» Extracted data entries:
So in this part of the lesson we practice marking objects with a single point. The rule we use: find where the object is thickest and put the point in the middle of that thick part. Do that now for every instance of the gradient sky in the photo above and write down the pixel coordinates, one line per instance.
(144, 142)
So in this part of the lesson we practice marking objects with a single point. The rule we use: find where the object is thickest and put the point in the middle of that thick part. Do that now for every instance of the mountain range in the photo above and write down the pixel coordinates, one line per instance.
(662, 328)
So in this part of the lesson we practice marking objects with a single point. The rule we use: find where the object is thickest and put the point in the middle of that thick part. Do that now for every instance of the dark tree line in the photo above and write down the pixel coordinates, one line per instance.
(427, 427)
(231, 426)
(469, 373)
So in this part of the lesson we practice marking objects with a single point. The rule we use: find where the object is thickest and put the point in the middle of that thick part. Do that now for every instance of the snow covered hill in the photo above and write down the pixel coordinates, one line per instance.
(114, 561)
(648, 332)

» What is asked: Copy out the material word for word, starting at the line containing "of the snow" and continuing through the end, including both that line and the last one.

» Task output:
So in this part of the lesson we practice marking objects with a single point. The rule we use: find where the object is thickest and put the point in the middle of that thick part. Do that now for every instance of the snow covered hill in the photo above and write down the pixel coordinates, one line per instance.
(114, 561)
(648, 332)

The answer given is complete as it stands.